* begin Text excerpt *
So if you are looking to mash with 11.5qts then you have decided on 1.25/qt per gallon.

You need to figure out how much water your grain will absorb. That will be approximately .11 gallon/lb grain. So 9.25 x .11 = 1.0175. Call it an even gallon. (4 qts) So you should expect to collect right about 7.5 qts of run off from your mash.

Next we know you want 5.5 gallons at the end of boil, but you need to know your boil off rate per hour, and how long you are going to boil for. Most will lose somewhere in the 1.25 to 1.75 gallons per hour during boil, although this number can fluctuate based on humididty, how hard you boil, diameter of your boil pot, wind conditions etc. If we assume you will lose about 1.5 gallons during boil and we know you want 5.5 gallons into the fermentor, then you want 7 gallons pre-boil, or 28 qts.

We take 28 qts
Subtract 7.5 qts runoff from mash
= 20.5 qts for sparge. (absorption during mash is minimal as the grain is already saturated)

You can either do one big sparge at 20.5 qts, or two smaller sparges. For most one big sparge is easier takes less time, and will rinse your grains just fine.

PS. You may want to mash a tad thinner for a wheat beer mash, especially if you have typical sticky adjuncts, and add some rice hulls. So maybe consider 1.3 to 1.5 qts/lb
 
I use gallons, because its easier. So 9.25 lbs of grain is about 3 to 3.5 gallons of mash water. You figure you will lose 1 gallon per hour of boil, then for a 5.5 gal finish you need 3 to 3.5 gallons of water from sparging. Or if you screwed up the mash and your gravity, everything can change...
 
I use gallons, because its easier. So 9.25 lbs of grain is about 3 to 3.5 gallons of mash water. You figure you will lose 1 gallon per hour of boil, then for a 5.5 gal finish you need 3 to 3.5 gallons of water from sparging. Or if you screwed up the mash and your gravity, everything can change...

Orogenic,
You did not account for water lost to grain absorption. So if you mash with 3 to 3.5 gallons of water. Lose 1 gallon to grain absorption, lose 1.5 gallons to the boil. For a 5.5 gallon finish you need 4.5 to 5.0 gallons from sparging. If your anticipated boil off is only 1 gallon then you only need 4.0 to 4.5 gallons from sparge.
* end Text excerpt *
▶ Short exercise 1
Reproduce the passage of the brewing water text between "Next we know" and "pre-boil, or 28 qts.", inclusive, swapping "fermentor" for "fermenter".
▶ Short exercise 2
Condense the paragraph of the brewing water text that begins "Next we know you want 5.5 gallons" into a short bulleted list that keeps its main facts.
* begin Data excerpt *
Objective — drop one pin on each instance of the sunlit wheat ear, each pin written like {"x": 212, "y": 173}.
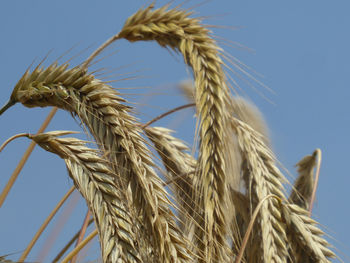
* end Data excerpt *
▶ Final answer 1
Next we know you want 5.5 gallons at the end of boil, but you need to know your boil off rate per hour, and how long you are going to boil for. Most will lose somewhere in the 1.25 to 1.75 gallons per hour during boil, although this number can fluctuate based on humididty, how hard you boil, diameter of your boil pot, wind conditions etc. If we assume you will lose about 1.5 gallons during boil and we know you want 5.5 gallons into the fermenter, then you want 7 gallons pre-boil, or 28 qts.

▶ Final answer 2
- Target volume: 5.5 gallons at the end of the boil, going into the fermentor.
- Required inputs: the hourly boil-off rate and the length of the boil.
- Typical boil-off: 1.25 to 1.75 gallons per hour. It varies with humidity, boil intensity, boil pot diameter, wind conditions, and similar factors.
- Example: assuming a loss of about 1.5 gallons, the pre-boil volume needed is 7 gallons (28 qts).